### REQUIREMENTS
Please pull out every line in the rows below that contains the word "tractor" and copy each one in full.

### EXCERPTED RECORDS

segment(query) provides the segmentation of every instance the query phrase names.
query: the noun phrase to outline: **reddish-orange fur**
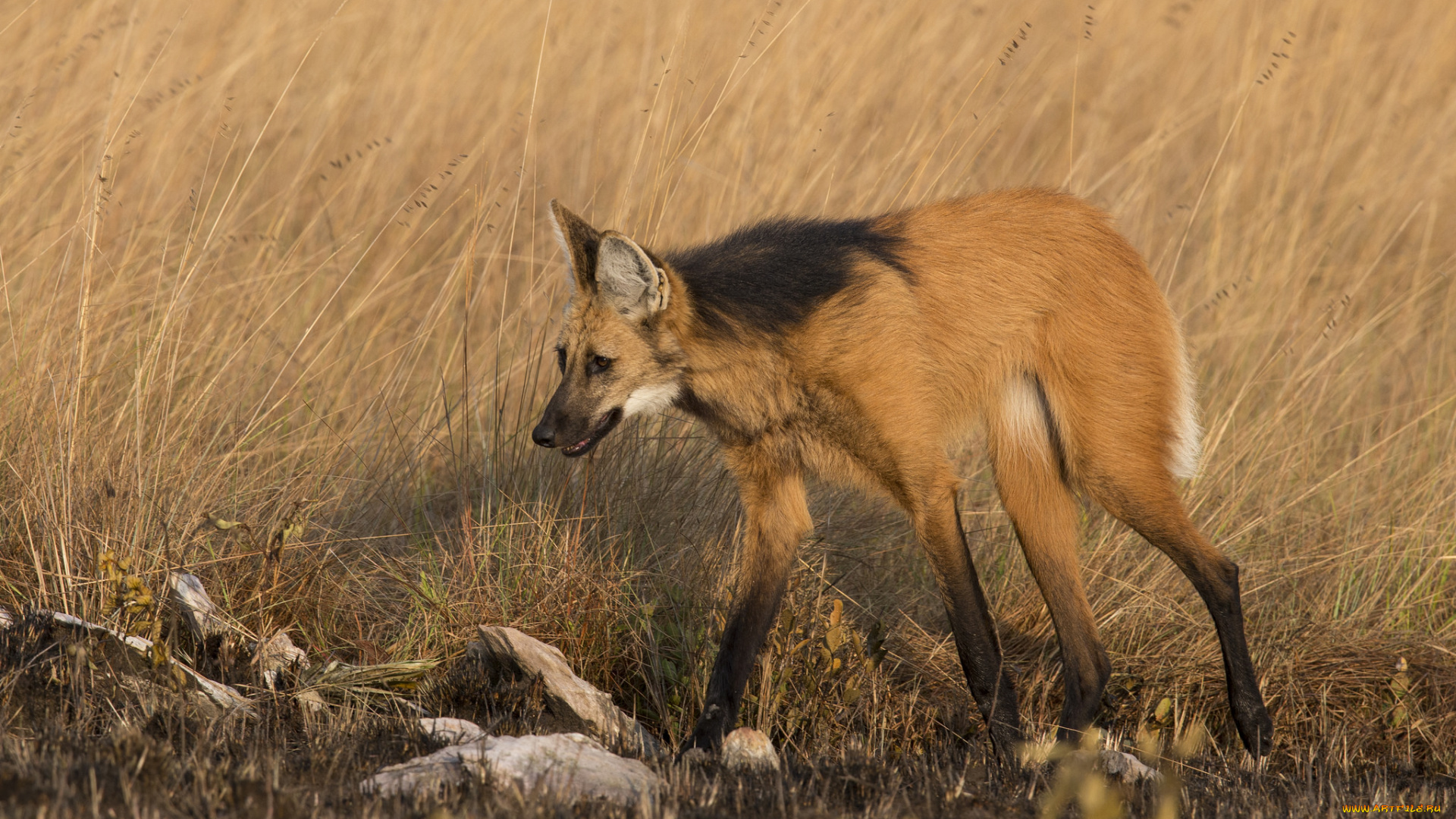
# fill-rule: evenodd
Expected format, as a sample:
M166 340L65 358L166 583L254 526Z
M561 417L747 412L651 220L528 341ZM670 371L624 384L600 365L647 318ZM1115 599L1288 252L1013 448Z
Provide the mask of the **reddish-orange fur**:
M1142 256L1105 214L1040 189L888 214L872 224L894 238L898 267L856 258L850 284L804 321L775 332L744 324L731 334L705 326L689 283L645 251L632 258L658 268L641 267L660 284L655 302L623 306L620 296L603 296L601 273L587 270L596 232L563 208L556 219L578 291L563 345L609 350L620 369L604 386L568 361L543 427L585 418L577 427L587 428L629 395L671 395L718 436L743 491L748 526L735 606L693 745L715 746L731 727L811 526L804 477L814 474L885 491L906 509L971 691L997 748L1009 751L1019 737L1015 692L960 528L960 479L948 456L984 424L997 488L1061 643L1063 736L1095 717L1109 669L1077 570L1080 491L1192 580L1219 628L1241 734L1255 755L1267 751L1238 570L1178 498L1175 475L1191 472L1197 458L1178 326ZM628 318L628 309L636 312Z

...

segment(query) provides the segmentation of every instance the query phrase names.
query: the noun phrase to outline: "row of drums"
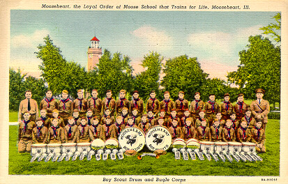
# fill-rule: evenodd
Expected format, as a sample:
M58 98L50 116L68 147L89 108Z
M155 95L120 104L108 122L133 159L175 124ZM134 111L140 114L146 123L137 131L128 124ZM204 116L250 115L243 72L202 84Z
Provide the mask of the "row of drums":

...

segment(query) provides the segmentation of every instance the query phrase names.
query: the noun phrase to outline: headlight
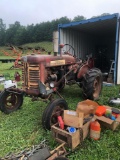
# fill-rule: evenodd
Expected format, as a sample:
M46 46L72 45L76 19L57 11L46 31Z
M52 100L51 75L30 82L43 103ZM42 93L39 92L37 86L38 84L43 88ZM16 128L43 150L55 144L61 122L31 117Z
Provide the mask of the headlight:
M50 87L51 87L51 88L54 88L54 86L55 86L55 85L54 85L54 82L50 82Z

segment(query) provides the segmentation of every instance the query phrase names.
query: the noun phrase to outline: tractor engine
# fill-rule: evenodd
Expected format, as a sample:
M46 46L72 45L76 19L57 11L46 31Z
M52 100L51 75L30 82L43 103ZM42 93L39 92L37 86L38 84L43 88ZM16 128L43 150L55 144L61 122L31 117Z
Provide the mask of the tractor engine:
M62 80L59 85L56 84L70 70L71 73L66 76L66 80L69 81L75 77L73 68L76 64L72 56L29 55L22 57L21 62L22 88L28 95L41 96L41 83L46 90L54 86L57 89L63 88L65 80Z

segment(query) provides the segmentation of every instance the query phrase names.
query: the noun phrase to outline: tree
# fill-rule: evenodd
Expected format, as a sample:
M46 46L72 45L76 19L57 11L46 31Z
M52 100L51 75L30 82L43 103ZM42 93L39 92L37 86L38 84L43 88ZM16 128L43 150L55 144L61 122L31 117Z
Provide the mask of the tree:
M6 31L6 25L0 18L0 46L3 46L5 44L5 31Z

### SOLVED PROBLEM
query: the noun phrase to outline: tractor engine
Provide the mask of the tractor engine:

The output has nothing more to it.